Thus, the likelihood can be decomposed as a (untruncated) MVN (which is easy), a product of known density functions (again, easy), and a truncated multivariate normal density, where the bounds are changing at every iteration. In Ben’s code, he mostly does the development when there is either an upper or lower bound (although he does offer a note about when there’s both an upper and lower bound). The general solution for a copula would be to allow for both an upper and lower bound. For example, if we have a Poisson variable and the observed value is nonzero, there would be both an upper and a lower bound on the latent variable.

I think the big challenge is how to handle the varying bounds at each iteration and implement that into the multivariate truncated normal.

4 Likes

Wanted to suggest something like that. Ben’s code worked pretty well for multivariate ordinal models (where you have both bounds), so it could - at least in principle work for others as well.

2 Likes

Thank you for this clear exposition. My background on copulas is recent, just learned about them a few months ago. I’m not well versed on the literature of mixing discrete with continuous outcomes so not sure if my approach above is even valid.

I’m interested if you can get the tMVN from Ben to work, as I think lots of other people are too.

1 Like

I didn’t want you to go empty handed so here’s the tMVN that does both bounds. I modified the signature to take in a vector of lower and upper bounds. The input s is now just 1 if there are bounds and 0 if not. You put in -Inf and +Inf if there are no bounds.

functions {
  vector[] make_stuff(vector mu, matrix L, vector lb, vector ub, vector s, vector u) {
    int K = rows(mu); 
    vector[K] d; 
    vector[K] z; 
    vector[K] out[2];
    
    for (k in 1:K) {
      int km1 = k - 1;
      if (s[k] != 0) {
        vector[2] z_star = ([lb[k], ub[k]]' - (mu[k] + ((k > 1) ? L[k, 1:km1] * head(z, km1) : 0))) / L[k, k];
        vector[2] u_star = Phi(z_star);
        
        real v = u_star[1] + (u_star[2] - u_star[1]) * u[k];

        d[k] = u_star[2] - u_star[1];
      
        z[k] = inv_Phi(v);
      }
      else {
        z[k] = inv_Phi(u[k]);
        d[k] = 1;
      }
    }
    out[1] = z;
    out[2] = d;
    return out;
  }
}
data {
  int<lower=2> K;             // number of dimensions
  vector[K] lb;                // lower bound
  vector[K] ub;
  
  // s[k] ==  0 implies no constraint; otherwise 
  // s[k] == -1 -> b[k] is an upper bound 
  // s[k] == +1 -> b[k] is a lower bound
  vector<lower=0, upper=1>[K] s;
  
  vector[K] mu;
  cholesky_factor_cov[K,K] L;
}
parameters {
  vector<lower=0,upper=1>[K] u;
}
model {
  target += log(make_stuff(mu, L, lb, ub, s, u)[2]); // Jacobian adjustments
  // implicit: u ~ uniform(0,1)

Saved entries
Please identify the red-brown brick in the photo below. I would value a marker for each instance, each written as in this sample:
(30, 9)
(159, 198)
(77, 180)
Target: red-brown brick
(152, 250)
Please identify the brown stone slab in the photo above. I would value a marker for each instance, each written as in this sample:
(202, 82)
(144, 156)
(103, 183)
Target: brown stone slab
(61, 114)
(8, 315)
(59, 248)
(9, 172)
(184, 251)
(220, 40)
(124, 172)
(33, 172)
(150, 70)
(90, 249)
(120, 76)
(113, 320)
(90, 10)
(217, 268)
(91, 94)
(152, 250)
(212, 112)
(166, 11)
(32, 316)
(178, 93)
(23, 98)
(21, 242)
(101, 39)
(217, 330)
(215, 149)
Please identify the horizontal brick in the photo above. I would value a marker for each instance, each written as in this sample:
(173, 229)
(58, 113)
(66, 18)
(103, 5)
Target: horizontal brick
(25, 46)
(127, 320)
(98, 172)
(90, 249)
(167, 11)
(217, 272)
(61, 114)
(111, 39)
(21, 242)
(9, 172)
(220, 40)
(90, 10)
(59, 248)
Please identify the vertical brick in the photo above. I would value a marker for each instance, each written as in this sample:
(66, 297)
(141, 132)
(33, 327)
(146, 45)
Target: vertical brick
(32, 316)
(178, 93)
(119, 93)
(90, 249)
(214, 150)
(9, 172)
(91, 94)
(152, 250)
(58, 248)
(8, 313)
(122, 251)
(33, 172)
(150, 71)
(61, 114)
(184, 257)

▶ _What is needed_
Write the next part of the forum thread on the truncated multivariate normal in Stan, picking up right after its last line.

▶ _Reply to the task_
}
generated quantities {
  vector[K] y = mu + L * make_stuff(mu, L, lb, ub, s, u)[1];
}
library(rstan)

expose_stan_functions("tMVN_both.stan")

K <- 2
rho <- 0.5
Sigma <- matrix(c(1,rho,rho,1), K, K)
lb <- c(1, 1.5)
ub <- c(1.3, 1.9)
mu <- c(0, 0)
L <- t(chol(Sigma))
s <- c(1, 1)
u <- runif(2)
make_stuff(mu, L, lb, ub, s, u)
### returns
> make_stuff(mu, L, lb, ub, s, u)
[[1]]
[1] 1.012789 1.395718

[[2]]
[1] 0.06185477 0.07183871

### if you have no bounds put in Inf like in 
lb <- c(-Inf, 1.5)
ub <- c(1.3, 1.9)
> make_stuff(mu, L, lb, ub, s, u)
[[1]]
[1] -0.6108438  2.2556763

[[2]]
[1] 0.90319952 0.01310842

Note

With certain correlations, certain “unlikely” bounds are not respected. Not sure if that’s expected or not. For eg, the above with -Inf will sometimes give answers that are > 1.9 for the second variate (as in the 2.25 you see). I thought this was an error but I’m not sure. It may be that the correlation and bounds are invalid together. Something to potentially investigate more.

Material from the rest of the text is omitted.